WHAT IS EXPECTED. Starting at the line that contains "[pin] hood (one" and continuing through the last of the rows below, output each line as one string in a JSON list, leaving out blank lines.

PROVIDED DATA.
- - - -

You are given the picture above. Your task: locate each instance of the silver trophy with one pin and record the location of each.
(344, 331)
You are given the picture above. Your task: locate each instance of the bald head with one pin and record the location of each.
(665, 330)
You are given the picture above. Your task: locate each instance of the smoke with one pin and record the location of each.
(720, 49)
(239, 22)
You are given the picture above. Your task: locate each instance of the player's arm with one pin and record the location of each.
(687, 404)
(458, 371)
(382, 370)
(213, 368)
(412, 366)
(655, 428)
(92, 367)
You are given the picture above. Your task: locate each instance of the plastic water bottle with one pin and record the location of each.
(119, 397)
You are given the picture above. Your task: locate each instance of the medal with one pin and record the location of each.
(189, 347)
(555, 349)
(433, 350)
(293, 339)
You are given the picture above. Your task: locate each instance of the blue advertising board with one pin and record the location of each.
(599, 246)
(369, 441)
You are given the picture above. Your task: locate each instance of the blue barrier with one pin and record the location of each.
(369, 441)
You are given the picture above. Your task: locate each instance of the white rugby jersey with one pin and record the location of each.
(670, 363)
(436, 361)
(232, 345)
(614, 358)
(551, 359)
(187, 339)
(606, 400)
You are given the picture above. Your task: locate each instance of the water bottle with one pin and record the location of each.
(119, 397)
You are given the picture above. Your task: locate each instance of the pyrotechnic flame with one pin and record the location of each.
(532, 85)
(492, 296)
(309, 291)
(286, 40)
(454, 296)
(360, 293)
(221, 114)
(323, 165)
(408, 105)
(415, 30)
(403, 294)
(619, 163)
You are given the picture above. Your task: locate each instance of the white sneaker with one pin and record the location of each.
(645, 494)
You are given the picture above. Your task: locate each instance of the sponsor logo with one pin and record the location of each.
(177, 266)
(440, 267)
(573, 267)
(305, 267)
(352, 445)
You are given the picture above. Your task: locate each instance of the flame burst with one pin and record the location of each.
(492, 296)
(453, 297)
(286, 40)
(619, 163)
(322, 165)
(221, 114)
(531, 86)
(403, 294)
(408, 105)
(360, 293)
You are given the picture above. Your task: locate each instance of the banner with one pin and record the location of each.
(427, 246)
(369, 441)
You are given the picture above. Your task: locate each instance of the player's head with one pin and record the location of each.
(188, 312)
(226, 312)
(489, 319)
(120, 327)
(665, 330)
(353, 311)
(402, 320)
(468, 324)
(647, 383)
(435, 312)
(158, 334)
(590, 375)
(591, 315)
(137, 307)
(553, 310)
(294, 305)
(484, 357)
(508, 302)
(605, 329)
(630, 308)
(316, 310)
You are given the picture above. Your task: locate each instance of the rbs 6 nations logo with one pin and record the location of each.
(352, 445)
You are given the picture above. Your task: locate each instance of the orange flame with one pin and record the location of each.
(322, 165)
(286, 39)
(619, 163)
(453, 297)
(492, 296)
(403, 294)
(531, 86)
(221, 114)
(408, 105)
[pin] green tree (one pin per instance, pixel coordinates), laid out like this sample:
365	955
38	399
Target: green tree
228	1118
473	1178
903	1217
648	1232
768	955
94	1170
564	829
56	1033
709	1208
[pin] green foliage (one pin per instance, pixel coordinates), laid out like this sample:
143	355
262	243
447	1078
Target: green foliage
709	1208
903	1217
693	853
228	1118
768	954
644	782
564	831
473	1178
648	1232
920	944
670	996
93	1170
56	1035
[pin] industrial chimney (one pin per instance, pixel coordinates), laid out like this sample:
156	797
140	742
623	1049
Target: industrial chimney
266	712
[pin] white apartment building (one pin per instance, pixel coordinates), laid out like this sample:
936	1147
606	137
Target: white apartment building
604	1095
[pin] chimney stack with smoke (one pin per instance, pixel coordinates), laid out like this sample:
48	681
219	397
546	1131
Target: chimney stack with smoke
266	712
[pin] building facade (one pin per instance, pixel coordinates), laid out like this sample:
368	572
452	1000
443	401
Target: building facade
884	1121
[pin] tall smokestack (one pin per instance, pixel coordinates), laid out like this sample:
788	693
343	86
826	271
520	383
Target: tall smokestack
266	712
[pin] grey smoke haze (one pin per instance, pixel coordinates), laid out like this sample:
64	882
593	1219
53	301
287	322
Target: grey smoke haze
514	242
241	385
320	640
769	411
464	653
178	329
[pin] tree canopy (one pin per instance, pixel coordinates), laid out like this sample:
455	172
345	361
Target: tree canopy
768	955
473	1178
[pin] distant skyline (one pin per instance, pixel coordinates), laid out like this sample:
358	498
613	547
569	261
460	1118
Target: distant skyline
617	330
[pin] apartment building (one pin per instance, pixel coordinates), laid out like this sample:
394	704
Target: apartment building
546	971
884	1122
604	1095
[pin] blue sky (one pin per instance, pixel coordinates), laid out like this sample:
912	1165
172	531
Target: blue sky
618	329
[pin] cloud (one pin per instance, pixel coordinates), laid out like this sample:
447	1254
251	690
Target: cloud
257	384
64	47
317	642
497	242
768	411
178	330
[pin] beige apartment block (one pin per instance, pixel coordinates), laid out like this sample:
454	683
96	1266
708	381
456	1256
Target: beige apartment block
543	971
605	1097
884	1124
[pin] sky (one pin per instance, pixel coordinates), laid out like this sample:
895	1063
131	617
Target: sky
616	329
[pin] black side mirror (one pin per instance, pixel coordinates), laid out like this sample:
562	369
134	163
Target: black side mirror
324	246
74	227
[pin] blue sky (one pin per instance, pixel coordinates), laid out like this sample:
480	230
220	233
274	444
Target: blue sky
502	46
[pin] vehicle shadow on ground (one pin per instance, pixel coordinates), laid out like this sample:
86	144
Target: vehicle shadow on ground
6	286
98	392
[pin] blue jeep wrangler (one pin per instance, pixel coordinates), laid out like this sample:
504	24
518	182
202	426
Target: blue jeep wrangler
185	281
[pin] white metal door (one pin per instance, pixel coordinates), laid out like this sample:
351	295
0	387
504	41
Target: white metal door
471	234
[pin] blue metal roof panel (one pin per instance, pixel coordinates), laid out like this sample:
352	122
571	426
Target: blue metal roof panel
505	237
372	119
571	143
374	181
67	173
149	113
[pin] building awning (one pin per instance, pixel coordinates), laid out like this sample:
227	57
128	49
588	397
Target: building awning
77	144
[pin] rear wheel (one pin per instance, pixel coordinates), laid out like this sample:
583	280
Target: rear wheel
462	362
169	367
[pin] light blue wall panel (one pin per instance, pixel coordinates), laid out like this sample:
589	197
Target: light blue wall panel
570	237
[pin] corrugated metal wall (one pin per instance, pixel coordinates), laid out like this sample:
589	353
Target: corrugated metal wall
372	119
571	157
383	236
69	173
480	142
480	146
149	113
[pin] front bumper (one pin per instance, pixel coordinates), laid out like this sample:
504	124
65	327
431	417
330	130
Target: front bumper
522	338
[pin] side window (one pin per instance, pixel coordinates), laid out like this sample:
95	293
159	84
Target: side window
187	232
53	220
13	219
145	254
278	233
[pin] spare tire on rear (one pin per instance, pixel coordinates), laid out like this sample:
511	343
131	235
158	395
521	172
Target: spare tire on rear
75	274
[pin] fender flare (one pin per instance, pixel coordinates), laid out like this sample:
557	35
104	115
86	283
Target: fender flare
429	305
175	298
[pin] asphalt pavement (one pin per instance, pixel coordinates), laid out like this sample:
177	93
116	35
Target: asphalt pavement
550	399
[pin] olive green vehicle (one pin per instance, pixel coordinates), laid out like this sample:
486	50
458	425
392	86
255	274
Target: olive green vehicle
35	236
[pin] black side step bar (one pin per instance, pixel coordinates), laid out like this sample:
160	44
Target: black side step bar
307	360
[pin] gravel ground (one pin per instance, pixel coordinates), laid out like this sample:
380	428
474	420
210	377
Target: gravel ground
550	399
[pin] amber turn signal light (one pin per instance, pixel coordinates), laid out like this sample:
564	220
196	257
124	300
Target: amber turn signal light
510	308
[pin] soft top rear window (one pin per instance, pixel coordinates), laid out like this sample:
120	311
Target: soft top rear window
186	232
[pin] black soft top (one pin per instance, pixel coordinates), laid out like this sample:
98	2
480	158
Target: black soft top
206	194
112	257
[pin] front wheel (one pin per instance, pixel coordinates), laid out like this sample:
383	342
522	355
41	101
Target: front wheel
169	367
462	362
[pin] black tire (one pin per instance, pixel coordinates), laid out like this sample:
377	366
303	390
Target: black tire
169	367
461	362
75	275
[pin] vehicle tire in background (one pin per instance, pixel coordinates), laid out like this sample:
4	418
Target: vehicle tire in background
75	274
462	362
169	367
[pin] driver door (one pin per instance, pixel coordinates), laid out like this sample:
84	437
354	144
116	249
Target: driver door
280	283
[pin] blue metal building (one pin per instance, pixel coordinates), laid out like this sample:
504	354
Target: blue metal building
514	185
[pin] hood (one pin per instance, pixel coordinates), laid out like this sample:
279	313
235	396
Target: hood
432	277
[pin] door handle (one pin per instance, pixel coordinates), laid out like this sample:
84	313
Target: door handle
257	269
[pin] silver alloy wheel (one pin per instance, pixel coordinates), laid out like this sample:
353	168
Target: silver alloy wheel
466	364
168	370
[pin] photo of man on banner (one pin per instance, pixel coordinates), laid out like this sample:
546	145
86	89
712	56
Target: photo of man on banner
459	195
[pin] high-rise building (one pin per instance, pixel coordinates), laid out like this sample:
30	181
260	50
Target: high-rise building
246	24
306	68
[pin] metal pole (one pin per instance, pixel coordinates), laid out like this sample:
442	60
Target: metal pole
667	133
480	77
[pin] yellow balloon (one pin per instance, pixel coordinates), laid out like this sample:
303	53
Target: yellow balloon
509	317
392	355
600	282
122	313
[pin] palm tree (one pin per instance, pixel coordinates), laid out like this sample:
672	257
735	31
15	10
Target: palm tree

- - - -

RESPONSE.
[
  "[pin] hood (one pin per instance, pixel coordinates), laid out like this sample:",
  "279\t313",
  "235\t396",
  "Target: hood",
  "432\t277",
  "[pin] door handle (one pin per instance, pixel coordinates), laid out like this sample:",
  "84\t313",
  "Target: door handle",
  "257\t269",
  "[pin] silver alloy wheel (one pin per instance, pixel coordinates), laid out like this sample:",
  "353\t168",
  "Target: silver alloy wheel",
  "466\t364",
  "168\t370",
  "[pin] photo of man on banner (one pin per instance, pixel coordinates), laid out like this sample:",
  "546\t145",
  "86\t89",
  "712\t56",
  "Target: photo of man on banner",
  "459\t195",
  "[pin] high-rise building (one pin per instance, pixel coordinates), laid out like this sample:",
  "30\t181",
  "260\t50",
  "Target: high-rise building",
  "246\t24",
  "306\t68",
  "[pin] metal pole (one pin per instance, pixel coordinates), laid out like this sample:",
  "442\t60",
  "Target: metal pole",
  "667\t133",
  "480\t77",
  "[pin] yellow balloon (one pin per instance, pixel coordinates), laid out like this sample:",
  "303\t53",
  "Target: yellow balloon",
  "509\t317",
  "392\t355",
  "600\t282",
  "122\t313",
  "[pin] palm tree (one pin per instance, pixel coordinates), laid out like this sample:",
  "672\t257",
  "735\t31",
  "15\t10",
  "Target: palm tree"
]